◆ WHAT YOU WILL DO ◆
Copy out the data below verbatim, line by line, leaving out the picture itself.
══════
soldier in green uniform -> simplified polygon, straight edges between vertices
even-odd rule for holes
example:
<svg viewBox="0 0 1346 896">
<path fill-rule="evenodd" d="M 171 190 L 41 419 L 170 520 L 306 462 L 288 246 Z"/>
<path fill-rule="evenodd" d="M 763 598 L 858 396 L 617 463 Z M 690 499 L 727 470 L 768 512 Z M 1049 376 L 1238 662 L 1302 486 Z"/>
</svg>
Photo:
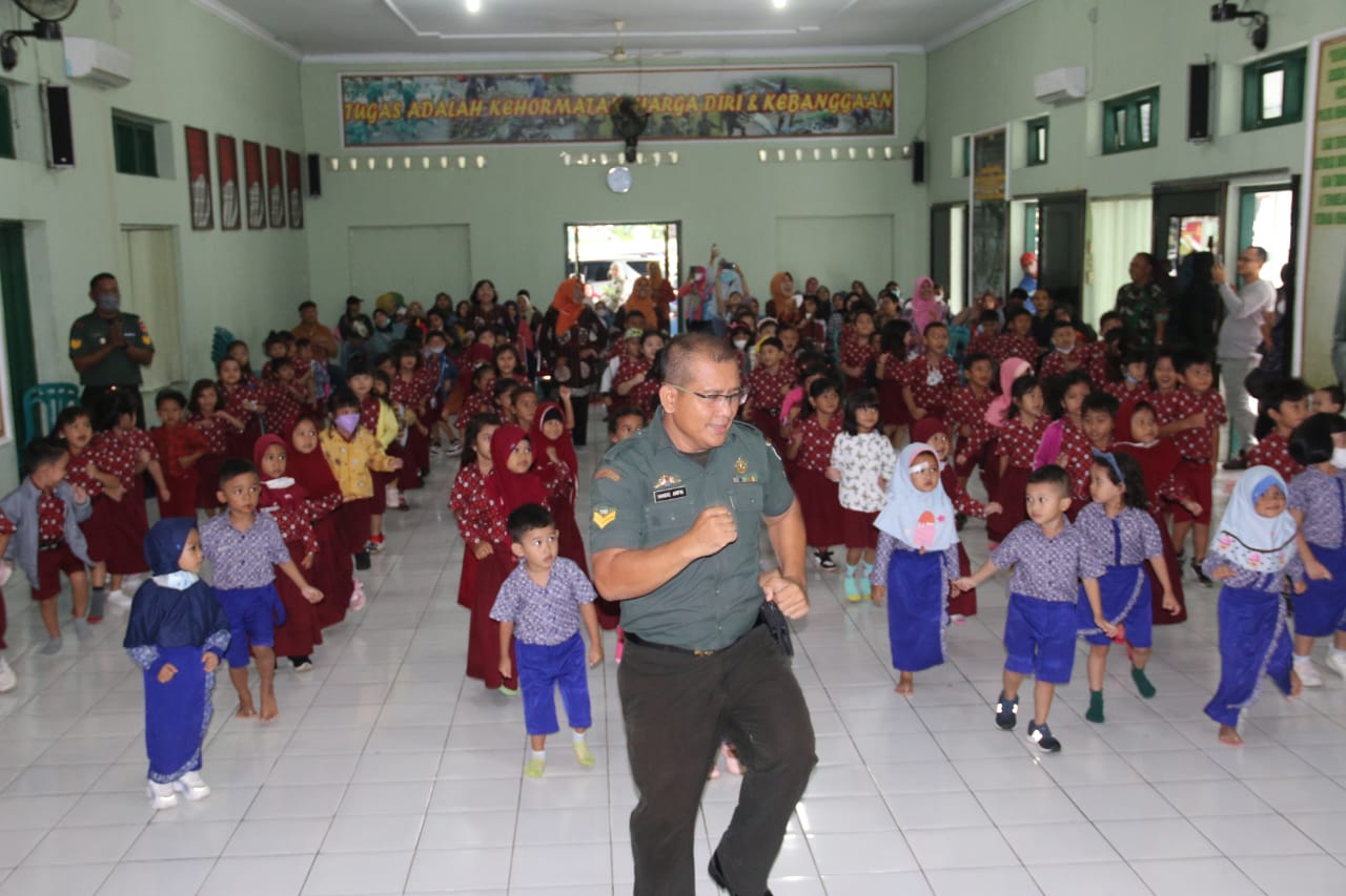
══════
◆ TASK RESULT ◆
soldier in green uniform -> simplified polygon, straight edges between vertices
even-odd rule for holes
example:
<svg viewBox="0 0 1346 896">
<path fill-rule="evenodd" d="M 171 190 L 41 419 L 170 520 L 306 462 L 288 246 Z"/>
<path fill-rule="evenodd" d="M 763 598 L 858 396 L 617 463 Z M 690 499 L 727 470 L 768 512 Z M 1049 376 L 1238 662 L 1302 486 Z"/>
</svg>
Photo:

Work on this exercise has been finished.